▶ **Source material**:
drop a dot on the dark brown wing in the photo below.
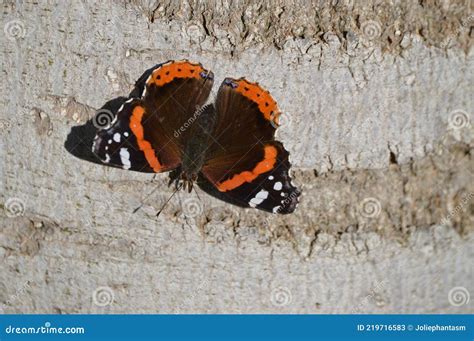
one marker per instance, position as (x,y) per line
(245,162)
(149,131)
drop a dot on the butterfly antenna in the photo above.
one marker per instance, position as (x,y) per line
(167,201)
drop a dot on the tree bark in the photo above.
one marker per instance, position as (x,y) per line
(377,116)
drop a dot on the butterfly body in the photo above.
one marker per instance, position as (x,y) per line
(166,126)
(196,147)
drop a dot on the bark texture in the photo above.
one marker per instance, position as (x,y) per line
(377,102)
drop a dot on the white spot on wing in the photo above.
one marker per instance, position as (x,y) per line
(125,158)
(259,198)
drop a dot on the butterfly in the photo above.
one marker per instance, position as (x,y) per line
(166,125)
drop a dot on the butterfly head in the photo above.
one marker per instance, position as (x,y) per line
(188,179)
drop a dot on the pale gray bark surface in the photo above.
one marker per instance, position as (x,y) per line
(378,104)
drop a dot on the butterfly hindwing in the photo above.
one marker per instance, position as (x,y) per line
(147,134)
(123,145)
(245,162)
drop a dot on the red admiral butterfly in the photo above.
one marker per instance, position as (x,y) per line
(231,143)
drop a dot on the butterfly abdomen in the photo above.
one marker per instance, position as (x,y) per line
(200,134)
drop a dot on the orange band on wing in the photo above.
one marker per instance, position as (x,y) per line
(180,69)
(265,102)
(145,146)
(264,166)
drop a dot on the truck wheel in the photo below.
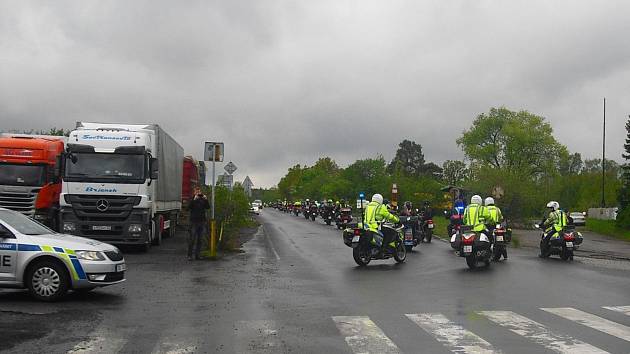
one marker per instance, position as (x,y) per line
(47,280)
(157,232)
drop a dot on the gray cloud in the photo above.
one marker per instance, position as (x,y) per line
(284,82)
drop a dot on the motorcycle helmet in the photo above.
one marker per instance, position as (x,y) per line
(553,205)
(476,199)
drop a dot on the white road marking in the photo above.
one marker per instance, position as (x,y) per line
(453,336)
(257,336)
(539,334)
(363,336)
(102,341)
(273,249)
(601,324)
(623,309)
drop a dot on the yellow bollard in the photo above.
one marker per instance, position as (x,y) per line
(213,238)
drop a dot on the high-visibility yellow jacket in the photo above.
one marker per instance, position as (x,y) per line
(475,215)
(376,213)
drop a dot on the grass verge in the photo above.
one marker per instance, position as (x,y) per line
(607,227)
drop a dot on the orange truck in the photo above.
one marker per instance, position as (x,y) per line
(29,181)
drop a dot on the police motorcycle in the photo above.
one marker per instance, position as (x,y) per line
(344,217)
(426,228)
(313,209)
(411,239)
(502,235)
(474,246)
(563,243)
(365,250)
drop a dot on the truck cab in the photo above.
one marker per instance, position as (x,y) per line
(111,191)
(28,175)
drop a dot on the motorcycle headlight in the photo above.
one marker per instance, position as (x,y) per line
(135,228)
(90,255)
(69,227)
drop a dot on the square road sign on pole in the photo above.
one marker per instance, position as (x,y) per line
(213,151)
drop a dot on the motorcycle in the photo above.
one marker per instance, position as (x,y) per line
(327,215)
(363,250)
(412,238)
(474,246)
(426,229)
(563,244)
(344,217)
(502,236)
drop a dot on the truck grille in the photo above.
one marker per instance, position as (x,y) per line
(102,207)
(19,199)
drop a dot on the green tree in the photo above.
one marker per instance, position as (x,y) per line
(454,172)
(516,142)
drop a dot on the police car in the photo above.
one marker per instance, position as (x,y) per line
(49,264)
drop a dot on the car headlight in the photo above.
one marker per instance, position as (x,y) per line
(90,255)
(69,227)
(134,228)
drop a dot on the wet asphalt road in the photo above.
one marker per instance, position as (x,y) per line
(296,289)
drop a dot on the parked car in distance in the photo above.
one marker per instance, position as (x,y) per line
(579,219)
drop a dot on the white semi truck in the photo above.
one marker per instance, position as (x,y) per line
(122,183)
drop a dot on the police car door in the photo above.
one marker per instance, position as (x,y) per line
(8,254)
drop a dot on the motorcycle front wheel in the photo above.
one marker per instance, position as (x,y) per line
(361,256)
(401,253)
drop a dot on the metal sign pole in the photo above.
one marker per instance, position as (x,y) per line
(213,225)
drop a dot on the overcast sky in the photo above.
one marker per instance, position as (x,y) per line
(284,82)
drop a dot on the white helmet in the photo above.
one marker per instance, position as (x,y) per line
(553,205)
(377,198)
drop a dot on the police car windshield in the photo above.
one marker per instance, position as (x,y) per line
(23,224)
(105,167)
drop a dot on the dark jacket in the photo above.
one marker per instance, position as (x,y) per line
(198,209)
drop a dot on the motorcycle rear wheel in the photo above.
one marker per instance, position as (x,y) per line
(401,253)
(361,256)
(471,261)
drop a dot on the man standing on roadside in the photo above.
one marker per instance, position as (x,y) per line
(198,206)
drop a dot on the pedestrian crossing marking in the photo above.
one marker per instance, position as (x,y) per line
(364,336)
(257,336)
(623,309)
(451,335)
(601,324)
(102,340)
(539,334)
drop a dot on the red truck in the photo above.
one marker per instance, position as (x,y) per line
(28,179)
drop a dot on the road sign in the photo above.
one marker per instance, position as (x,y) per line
(247,185)
(213,151)
(230,167)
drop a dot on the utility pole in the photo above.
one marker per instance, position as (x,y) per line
(604,159)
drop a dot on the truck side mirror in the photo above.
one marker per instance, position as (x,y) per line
(58,171)
(153,167)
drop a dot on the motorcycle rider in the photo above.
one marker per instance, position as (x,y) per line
(375,213)
(555,221)
(494,217)
(475,214)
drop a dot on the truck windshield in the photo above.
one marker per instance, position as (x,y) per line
(23,224)
(22,175)
(105,167)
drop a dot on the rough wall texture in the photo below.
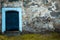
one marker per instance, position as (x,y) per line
(38,15)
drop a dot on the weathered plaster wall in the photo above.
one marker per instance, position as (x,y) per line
(37,14)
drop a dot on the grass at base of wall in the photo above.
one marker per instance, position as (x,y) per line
(50,36)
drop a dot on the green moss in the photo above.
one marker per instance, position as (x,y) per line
(51,36)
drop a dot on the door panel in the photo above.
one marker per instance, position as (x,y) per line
(12,21)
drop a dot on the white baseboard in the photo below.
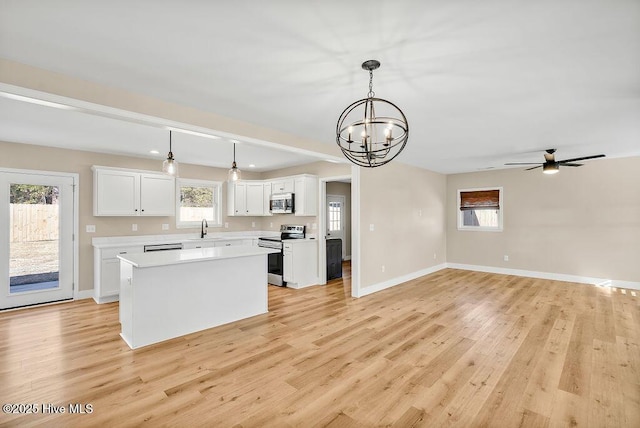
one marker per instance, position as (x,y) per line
(505,271)
(82,294)
(399,280)
(548,275)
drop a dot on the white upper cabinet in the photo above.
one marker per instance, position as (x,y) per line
(122,192)
(252,197)
(255,198)
(245,198)
(157,195)
(266,198)
(306,194)
(282,185)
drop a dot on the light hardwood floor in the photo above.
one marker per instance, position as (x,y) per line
(455,348)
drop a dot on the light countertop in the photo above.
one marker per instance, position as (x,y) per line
(163,258)
(123,241)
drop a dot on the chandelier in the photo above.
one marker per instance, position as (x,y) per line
(372,131)
(170,165)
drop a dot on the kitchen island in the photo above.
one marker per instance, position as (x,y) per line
(168,294)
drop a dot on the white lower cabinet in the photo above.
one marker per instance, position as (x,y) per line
(106,272)
(300,262)
(106,265)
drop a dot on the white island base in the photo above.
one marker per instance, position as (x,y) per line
(172,293)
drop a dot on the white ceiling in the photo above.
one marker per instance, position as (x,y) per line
(481,83)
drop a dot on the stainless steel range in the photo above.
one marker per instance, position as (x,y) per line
(275,269)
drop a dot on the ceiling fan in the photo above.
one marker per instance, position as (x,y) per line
(551,165)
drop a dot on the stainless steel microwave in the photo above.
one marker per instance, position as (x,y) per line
(282,203)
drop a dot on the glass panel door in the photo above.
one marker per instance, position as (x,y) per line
(36,254)
(34,230)
(335,219)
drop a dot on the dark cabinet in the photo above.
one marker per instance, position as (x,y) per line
(334,258)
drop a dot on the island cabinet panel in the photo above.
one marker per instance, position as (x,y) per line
(123,192)
(106,271)
(300,262)
(158,304)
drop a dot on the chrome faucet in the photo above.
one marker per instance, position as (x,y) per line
(204,227)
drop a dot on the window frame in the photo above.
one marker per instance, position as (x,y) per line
(217,201)
(460,213)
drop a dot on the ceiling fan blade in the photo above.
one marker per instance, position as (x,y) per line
(524,163)
(582,158)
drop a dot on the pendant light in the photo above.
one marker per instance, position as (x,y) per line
(380,128)
(234,172)
(170,165)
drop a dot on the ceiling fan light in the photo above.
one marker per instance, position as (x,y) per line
(550,168)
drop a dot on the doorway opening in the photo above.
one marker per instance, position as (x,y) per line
(336,234)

▶ **Task**: Transcribe only the trailing portion of the entries above: the line that contains "drop a dot on the window" and each line after it.

▶ **Final result**:
drop a dot on the window frame in the photo above.
one marker per instance, position as (x,y) per line
(217,201)
(460,213)
drop a dot on the ceiling fan blade in the photo above.
one marker per instance, position as (x,y) per line
(524,163)
(582,158)
drop a dot on the pendant light in the photo above.
one marker per instance, position as (x,y) per line
(380,128)
(234,172)
(170,165)
drop a dot on the ceiling fan light in the photo above.
one marker per instance, position as (x,y) per line
(550,168)
drop a dot on the doorway opening in the photo above.
one marker per instance, position as (x,y) per line
(336,234)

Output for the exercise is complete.